▶ [Written problem] Find every line in the entries below that contains the word "person", with matching case, and copy each one.

▶ [Object point labels]

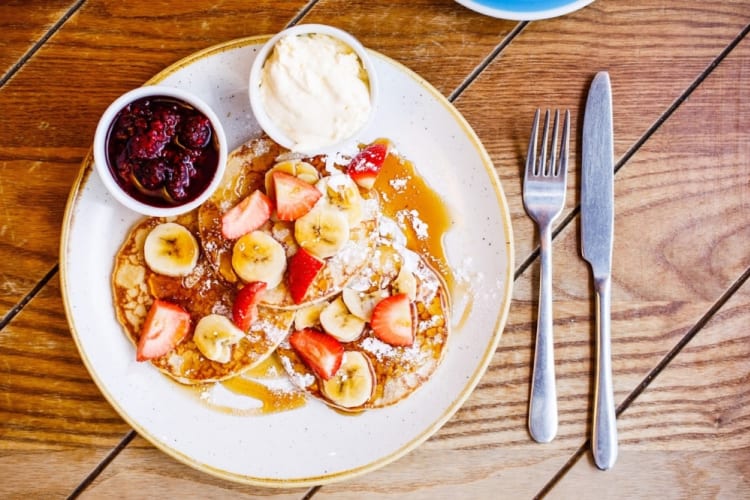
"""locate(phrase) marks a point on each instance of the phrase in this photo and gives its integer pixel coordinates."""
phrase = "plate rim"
(86, 170)
(525, 15)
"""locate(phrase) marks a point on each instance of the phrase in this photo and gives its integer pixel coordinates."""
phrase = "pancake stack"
(292, 257)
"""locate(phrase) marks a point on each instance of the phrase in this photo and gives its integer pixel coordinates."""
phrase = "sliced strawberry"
(320, 352)
(166, 325)
(391, 320)
(245, 308)
(294, 197)
(303, 268)
(246, 216)
(366, 165)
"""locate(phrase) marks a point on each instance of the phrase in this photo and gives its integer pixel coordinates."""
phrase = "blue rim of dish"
(524, 10)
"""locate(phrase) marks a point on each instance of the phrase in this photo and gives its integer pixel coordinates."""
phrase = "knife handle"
(604, 429)
(543, 400)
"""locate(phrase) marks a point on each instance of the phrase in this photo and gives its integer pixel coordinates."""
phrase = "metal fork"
(544, 198)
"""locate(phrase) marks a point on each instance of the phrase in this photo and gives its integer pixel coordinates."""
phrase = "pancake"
(245, 173)
(135, 286)
(397, 371)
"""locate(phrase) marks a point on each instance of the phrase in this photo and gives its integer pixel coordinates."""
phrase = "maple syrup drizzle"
(404, 192)
(248, 385)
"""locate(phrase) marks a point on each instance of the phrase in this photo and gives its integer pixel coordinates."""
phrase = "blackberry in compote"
(162, 151)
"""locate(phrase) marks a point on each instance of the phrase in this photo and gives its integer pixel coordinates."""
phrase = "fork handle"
(604, 429)
(543, 401)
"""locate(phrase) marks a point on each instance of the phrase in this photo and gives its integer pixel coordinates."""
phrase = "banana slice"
(171, 249)
(215, 335)
(353, 383)
(340, 323)
(323, 231)
(309, 316)
(256, 256)
(300, 169)
(361, 304)
(341, 192)
(406, 283)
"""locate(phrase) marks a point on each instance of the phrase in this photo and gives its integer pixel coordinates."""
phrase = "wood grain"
(52, 105)
(551, 64)
(688, 433)
(655, 304)
(25, 23)
(52, 413)
(161, 476)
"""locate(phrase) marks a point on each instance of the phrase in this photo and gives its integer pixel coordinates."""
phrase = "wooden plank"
(551, 64)
(441, 40)
(104, 50)
(56, 424)
(23, 24)
(687, 435)
(672, 263)
(162, 476)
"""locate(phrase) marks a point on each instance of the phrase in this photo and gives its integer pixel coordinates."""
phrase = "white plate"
(524, 10)
(312, 444)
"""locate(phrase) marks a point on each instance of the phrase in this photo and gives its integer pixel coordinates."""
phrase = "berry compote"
(162, 151)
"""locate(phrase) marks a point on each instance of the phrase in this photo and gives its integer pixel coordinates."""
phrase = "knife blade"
(597, 234)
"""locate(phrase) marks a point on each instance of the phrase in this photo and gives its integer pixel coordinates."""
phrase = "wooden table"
(681, 298)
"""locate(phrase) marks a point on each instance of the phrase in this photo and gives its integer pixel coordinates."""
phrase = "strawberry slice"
(320, 352)
(366, 165)
(391, 320)
(246, 216)
(245, 307)
(166, 325)
(294, 197)
(303, 268)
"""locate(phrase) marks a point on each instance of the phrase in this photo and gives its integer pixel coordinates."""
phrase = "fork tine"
(531, 155)
(542, 170)
(552, 167)
(564, 147)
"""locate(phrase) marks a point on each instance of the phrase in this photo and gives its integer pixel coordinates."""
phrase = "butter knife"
(597, 232)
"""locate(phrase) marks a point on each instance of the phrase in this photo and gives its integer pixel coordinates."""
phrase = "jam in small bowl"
(160, 151)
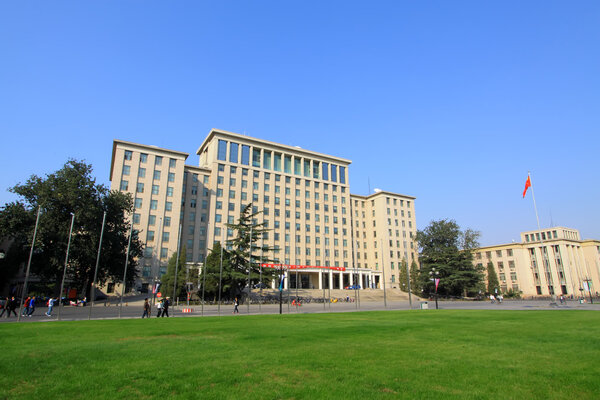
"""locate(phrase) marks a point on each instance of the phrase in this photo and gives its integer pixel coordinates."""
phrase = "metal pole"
(262, 245)
(220, 279)
(203, 283)
(323, 287)
(62, 283)
(383, 272)
(177, 264)
(96, 270)
(37, 220)
(408, 280)
(125, 270)
(249, 267)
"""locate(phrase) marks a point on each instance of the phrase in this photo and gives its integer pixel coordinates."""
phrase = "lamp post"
(434, 277)
(588, 282)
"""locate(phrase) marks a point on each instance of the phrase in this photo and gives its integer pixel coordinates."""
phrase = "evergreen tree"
(446, 248)
(493, 282)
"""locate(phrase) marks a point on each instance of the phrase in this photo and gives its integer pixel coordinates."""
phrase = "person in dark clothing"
(166, 305)
(146, 309)
(12, 306)
(31, 306)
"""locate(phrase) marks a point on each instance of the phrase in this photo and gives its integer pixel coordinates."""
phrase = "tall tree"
(415, 283)
(245, 249)
(446, 248)
(72, 189)
(168, 279)
(493, 282)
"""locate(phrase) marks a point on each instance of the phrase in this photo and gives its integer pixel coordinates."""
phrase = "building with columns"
(552, 261)
(338, 239)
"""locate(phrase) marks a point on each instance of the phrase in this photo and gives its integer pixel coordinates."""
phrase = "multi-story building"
(303, 198)
(546, 262)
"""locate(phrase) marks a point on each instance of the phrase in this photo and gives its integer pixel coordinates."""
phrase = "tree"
(415, 284)
(492, 278)
(443, 246)
(71, 189)
(168, 279)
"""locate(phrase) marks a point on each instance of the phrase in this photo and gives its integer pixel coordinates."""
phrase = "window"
(233, 152)
(245, 155)
(256, 157)
(222, 150)
(325, 175)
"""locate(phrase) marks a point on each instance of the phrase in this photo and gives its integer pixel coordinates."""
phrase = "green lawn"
(394, 354)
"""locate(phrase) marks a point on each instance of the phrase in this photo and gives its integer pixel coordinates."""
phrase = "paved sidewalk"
(134, 309)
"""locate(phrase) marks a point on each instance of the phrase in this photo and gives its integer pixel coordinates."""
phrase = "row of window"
(280, 162)
(144, 158)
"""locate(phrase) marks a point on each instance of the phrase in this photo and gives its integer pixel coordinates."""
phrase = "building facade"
(303, 198)
(553, 261)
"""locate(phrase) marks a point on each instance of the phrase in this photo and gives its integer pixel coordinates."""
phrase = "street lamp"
(434, 277)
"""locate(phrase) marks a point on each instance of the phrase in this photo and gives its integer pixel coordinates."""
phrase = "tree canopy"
(71, 189)
(443, 246)
(242, 257)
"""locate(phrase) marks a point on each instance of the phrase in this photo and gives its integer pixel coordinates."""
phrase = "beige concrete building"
(546, 262)
(304, 198)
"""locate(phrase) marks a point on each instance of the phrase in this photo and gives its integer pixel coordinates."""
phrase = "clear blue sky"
(449, 101)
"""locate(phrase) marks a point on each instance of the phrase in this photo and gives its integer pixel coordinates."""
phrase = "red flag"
(527, 185)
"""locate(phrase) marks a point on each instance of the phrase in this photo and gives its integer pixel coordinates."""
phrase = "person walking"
(31, 306)
(50, 307)
(3, 305)
(26, 306)
(12, 306)
(146, 313)
(159, 308)
(236, 304)
(166, 305)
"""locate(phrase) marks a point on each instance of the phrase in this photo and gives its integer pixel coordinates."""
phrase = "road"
(133, 309)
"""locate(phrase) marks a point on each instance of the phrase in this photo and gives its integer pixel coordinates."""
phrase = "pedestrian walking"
(12, 306)
(236, 304)
(146, 313)
(26, 306)
(166, 305)
(50, 306)
(159, 308)
(31, 306)
(3, 306)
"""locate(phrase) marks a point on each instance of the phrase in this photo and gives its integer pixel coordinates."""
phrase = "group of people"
(162, 306)
(9, 306)
(493, 298)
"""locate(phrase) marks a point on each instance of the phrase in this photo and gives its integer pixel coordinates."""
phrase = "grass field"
(388, 355)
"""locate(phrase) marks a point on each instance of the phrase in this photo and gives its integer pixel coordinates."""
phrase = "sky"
(452, 102)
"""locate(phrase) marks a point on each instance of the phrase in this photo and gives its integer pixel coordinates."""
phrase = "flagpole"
(533, 197)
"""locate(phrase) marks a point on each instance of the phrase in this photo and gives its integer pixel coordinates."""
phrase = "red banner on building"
(288, 266)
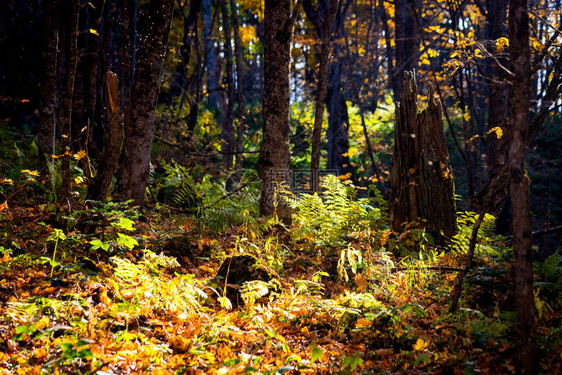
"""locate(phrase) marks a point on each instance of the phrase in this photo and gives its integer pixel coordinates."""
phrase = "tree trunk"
(407, 41)
(210, 58)
(139, 133)
(338, 119)
(422, 181)
(239, 86)
(227, 129)
(274, 149)
(519, 104)
(496, 147)
(108, 164)
(322, 88)
(48, 88)
(71, 55)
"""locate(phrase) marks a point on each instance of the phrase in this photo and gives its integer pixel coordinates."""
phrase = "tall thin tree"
(519, 104)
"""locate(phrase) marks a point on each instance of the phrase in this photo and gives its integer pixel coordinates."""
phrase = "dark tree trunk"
(239, 86)
(48, 88)
(71, 56)
(322, 86)
(422, 181)
(180, 81)
(519, 104)
(338, 120)
(227, 129)
(108, 164)
(139, 132)
(496, 148)
(92, 78)
(274, 149)
(407, 41)
(210, 57)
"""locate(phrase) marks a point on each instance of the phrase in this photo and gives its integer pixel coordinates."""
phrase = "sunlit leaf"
(421, 344)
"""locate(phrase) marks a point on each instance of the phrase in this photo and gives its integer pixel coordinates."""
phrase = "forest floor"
(140, 296)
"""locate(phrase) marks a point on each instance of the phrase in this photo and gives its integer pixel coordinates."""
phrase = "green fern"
(329, 219)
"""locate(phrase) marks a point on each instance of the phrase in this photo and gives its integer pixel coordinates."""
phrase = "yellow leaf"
(80, 155)
(363, 323)
(501, 43)
(421, 344)
(361, 282)
(537, 45)
(497, 130)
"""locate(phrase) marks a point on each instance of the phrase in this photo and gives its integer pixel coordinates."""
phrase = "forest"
(280, 187)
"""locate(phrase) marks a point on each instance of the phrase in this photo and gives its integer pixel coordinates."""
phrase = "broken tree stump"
(422, 180)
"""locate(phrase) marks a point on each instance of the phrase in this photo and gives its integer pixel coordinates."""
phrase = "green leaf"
(315, 353)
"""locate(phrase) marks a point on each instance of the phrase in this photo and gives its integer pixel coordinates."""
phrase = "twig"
(457, 289)
(435, 268)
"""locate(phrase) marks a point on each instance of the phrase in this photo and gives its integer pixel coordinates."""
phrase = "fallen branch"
(457, 288)
(436, 268)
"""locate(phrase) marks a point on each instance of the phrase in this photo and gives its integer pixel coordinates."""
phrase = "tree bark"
(496, 148)
(210, 57)
(519, 104)
(108, 164)
(407, 41)
(227, 129)
(71, 55)
(239, 85)
(48, 88)
(422, 181)
(338, 118)
(139, 132)
(274, 161)
(322, 87)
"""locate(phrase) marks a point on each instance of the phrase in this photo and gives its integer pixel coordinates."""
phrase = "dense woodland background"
(134, 128)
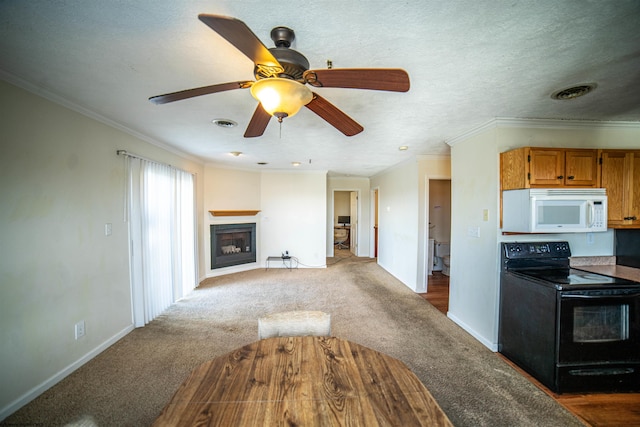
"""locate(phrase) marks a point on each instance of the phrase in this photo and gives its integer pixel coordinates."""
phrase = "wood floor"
(597, 410)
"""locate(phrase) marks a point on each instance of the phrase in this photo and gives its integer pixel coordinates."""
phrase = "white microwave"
(554, 210)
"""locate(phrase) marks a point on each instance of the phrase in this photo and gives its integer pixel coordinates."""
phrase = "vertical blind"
(161, 214)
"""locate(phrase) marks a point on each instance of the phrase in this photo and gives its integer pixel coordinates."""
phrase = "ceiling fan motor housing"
(293, 62)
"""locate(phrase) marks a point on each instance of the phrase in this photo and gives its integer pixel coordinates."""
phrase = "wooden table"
(303, 381)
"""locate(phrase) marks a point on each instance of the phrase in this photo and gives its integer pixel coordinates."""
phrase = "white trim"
(490, 345)
(541, 123)
(47, 384)
(16, 81)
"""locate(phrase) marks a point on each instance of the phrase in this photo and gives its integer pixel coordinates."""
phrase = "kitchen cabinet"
(620, 175)
(533, 167)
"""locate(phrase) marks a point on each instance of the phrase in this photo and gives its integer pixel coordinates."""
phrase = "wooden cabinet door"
(634, 189)
(620, 175)
(612, 178)
(546, 167)
(581, 168)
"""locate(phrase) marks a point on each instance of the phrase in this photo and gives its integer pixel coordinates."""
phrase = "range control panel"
(520, 250)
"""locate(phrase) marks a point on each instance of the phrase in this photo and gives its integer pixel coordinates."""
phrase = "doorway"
(439, 236)
(345, 217)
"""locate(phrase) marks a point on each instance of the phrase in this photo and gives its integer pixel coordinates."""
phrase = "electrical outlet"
(79, 329)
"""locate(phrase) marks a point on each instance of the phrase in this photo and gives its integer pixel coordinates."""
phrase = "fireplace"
(232, 244)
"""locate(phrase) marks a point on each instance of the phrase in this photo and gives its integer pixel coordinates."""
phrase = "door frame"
(333, 214)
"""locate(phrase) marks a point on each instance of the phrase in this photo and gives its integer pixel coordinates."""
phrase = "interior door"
(353, 232)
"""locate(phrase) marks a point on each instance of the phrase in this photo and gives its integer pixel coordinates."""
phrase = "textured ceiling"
(468, 62)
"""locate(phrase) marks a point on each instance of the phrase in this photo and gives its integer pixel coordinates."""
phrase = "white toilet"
(442, 255)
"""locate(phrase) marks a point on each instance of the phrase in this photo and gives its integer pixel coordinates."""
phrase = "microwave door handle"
(583, 297)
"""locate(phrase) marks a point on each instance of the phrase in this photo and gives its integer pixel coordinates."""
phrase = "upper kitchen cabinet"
(532, 167)
(620, 175)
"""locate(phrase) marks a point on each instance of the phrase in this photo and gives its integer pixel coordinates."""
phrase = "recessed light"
(224, 123)
(574, 91)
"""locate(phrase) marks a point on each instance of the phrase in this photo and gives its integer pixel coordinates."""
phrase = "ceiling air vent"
(574, 91)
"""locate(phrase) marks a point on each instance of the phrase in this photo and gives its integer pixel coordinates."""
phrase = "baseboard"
(47, 384)
(490, 345)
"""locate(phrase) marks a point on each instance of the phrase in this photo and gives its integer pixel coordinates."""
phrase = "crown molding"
(56, 99)
(506, 122)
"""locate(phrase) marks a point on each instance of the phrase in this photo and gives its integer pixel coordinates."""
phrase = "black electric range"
(571, 329)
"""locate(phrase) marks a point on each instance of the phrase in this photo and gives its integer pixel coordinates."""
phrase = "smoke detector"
(574, 91)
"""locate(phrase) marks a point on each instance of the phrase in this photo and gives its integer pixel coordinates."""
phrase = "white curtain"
(162, 229)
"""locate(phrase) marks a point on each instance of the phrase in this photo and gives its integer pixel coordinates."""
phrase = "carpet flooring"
(130, 382)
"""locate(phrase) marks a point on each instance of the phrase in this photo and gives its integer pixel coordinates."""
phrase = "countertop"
(606, 266)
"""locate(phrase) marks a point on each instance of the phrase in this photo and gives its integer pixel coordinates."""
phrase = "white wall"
(294, 216)
(474, 280)
(60, 183)
(398, 222)
(292, 213)
(365, 224)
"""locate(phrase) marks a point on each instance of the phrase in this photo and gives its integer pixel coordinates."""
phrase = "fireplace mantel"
(234, 213)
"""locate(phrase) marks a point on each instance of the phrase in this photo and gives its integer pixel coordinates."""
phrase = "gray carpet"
(129, 383)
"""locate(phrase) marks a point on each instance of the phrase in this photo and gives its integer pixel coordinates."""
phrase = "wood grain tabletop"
(303, 381)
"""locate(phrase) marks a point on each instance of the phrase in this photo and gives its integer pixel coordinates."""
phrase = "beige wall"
(61, 182)
(474, 280)
(292, 213)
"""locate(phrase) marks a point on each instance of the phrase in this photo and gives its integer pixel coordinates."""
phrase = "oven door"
(599, 326)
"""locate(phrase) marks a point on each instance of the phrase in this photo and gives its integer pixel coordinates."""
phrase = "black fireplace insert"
(232, 244)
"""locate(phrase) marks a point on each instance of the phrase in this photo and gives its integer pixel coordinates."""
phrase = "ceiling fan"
(284, 72)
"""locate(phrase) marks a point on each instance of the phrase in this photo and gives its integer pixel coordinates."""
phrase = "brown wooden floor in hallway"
(593, 409)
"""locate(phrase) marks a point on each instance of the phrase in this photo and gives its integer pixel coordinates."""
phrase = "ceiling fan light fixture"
(281, 97)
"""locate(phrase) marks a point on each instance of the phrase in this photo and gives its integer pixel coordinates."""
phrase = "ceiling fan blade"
(334, 116)
(191, 93)
(238, 34)
(391, 79)
(258, 123)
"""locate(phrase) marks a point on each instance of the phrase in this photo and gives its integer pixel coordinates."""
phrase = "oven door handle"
(563, 296)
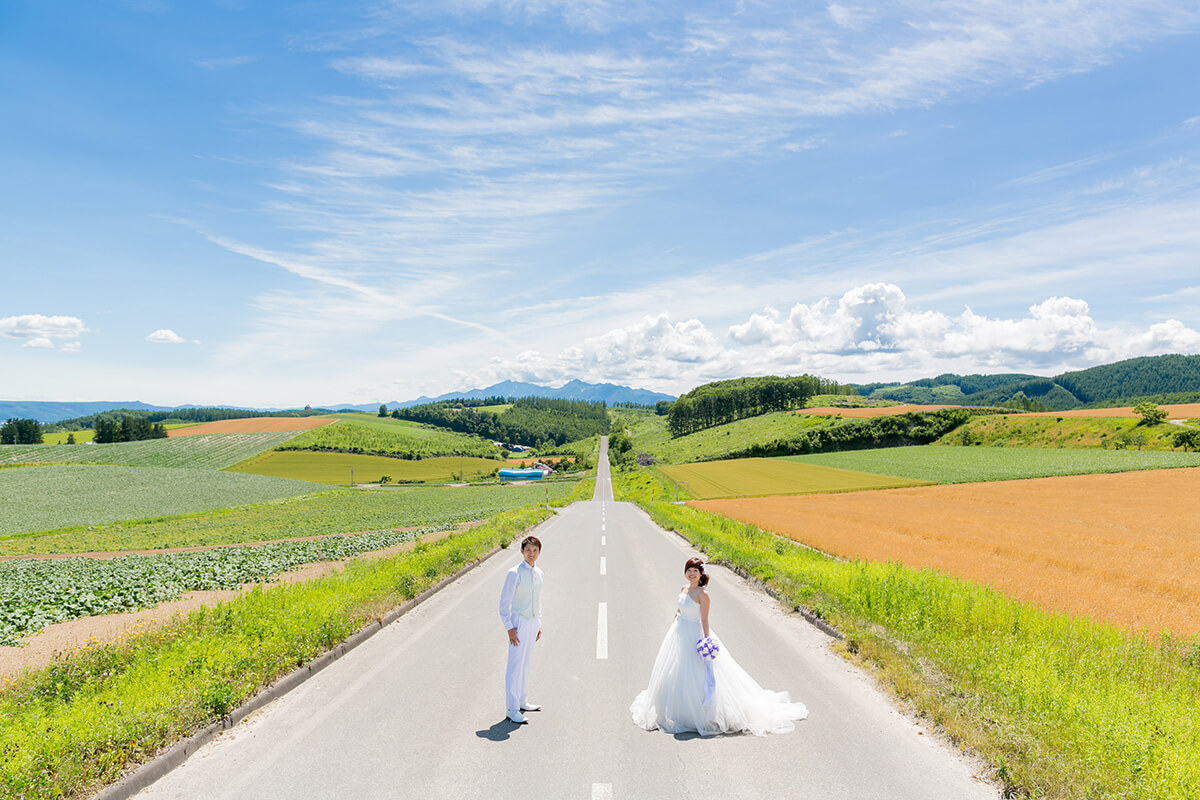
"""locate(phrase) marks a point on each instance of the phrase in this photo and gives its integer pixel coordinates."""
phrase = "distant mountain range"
(611, 394)
(1155, 377)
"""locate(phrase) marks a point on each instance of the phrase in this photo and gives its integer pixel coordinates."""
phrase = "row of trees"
(21, 432)
(727, 401)
(534, 421)
(898, 431)
(127, 428)
(175, 415)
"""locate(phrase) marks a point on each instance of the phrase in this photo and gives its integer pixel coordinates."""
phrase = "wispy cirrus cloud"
(462, 155)
(40, 331)
(870, 332)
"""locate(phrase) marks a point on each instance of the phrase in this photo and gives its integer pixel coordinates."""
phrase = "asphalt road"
(418, 711)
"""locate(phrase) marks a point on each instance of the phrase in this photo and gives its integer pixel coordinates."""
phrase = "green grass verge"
(343, 511)
(334, 468)
(78, 725)
(755, 477)
(1061, 708)
(205, 451)
(40, 498)
(972, 464)
(360, 433)
(1021, 431)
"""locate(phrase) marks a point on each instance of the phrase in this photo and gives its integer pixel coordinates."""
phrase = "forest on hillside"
(531, 421)
(727, 401)
(1113, 384)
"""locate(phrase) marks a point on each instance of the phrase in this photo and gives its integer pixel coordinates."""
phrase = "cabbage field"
(39, 593)
(209, 451)
(330, 512)
(43, 498)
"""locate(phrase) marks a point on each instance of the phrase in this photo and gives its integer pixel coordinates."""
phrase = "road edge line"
(167, 761)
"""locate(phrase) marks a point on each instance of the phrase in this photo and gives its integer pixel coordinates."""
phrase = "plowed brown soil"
(882, 410)
(1122, 548)
(1177, 411)
(253, 425)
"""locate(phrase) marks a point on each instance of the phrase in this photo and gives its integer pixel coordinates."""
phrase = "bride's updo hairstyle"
(697, 565)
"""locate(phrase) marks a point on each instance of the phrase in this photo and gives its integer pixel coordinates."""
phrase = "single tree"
(1149, 413)
(1187, 438)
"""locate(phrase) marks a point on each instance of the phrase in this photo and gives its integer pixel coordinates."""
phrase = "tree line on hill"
(177, 415)
(895, 431)
(1163, 378)
(727, 401)
(532, 421)
(127, 428)
(21, 432)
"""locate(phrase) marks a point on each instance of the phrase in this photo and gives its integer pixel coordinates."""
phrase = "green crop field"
(1021, 431)
(340, 511)
(43, 498)
(334, 468)
(39, 593)
(208, 451)
(970, 464)
(649, 434)
(364, 434)
(750, 477)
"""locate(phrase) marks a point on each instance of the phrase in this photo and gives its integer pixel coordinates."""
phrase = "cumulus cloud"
(870, 332)
(166, 336)
(41, 331)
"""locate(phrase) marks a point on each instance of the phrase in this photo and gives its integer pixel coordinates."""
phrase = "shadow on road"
(498, 732)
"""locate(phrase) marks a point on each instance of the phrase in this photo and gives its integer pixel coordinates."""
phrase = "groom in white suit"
(521, 613)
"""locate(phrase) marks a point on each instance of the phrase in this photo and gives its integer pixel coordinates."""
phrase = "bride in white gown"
(677, 698)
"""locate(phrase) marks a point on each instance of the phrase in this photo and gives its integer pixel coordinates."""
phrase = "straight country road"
(418, 710)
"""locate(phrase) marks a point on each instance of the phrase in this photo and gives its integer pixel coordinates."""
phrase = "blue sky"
(279, 204)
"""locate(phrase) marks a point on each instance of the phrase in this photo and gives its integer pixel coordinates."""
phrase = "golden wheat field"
(1176, 411)
(1122, 548)
(253, 425)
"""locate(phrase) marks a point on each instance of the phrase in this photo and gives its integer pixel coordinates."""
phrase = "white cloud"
(869, 332)
(463, 155)
(166, 336)
(40, 331)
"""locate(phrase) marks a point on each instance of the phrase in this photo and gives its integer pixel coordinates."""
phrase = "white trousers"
(516, 678)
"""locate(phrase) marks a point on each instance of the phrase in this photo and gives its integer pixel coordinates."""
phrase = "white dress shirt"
(521, 595)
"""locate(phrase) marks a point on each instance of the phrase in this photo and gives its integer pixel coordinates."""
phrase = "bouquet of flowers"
(707, 648)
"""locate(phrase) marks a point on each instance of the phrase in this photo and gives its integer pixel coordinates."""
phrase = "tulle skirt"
(675, 698)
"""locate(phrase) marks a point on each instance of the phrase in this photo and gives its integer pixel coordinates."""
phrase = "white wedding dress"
(675, 699)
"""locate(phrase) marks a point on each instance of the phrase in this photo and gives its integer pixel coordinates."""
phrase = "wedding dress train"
(675, 699)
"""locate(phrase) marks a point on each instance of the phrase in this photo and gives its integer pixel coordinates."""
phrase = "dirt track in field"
(42, 647)
(864, 413)
(1177, 411)
(253, 425)
(1123, 548)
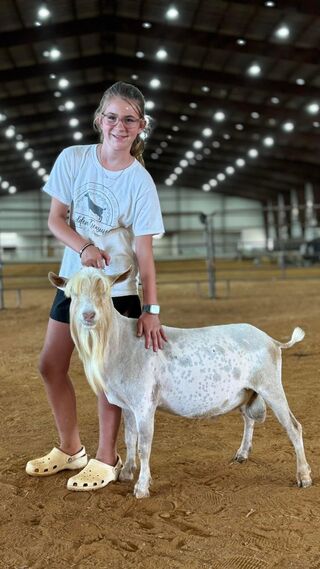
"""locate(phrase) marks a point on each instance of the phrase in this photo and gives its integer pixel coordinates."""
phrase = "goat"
(201, 372)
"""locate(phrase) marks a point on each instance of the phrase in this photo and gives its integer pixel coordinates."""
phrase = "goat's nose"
(89, 315)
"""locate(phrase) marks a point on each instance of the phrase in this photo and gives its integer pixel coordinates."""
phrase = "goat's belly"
(200, 403)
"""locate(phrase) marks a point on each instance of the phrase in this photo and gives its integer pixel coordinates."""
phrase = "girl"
(114, 211)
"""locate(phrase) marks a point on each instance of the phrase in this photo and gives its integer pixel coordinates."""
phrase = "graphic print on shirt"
(96, 209)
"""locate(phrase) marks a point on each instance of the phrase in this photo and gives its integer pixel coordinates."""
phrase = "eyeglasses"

▶ [The answer]
phrase = "person in dark clothing"
phrase = "person walking"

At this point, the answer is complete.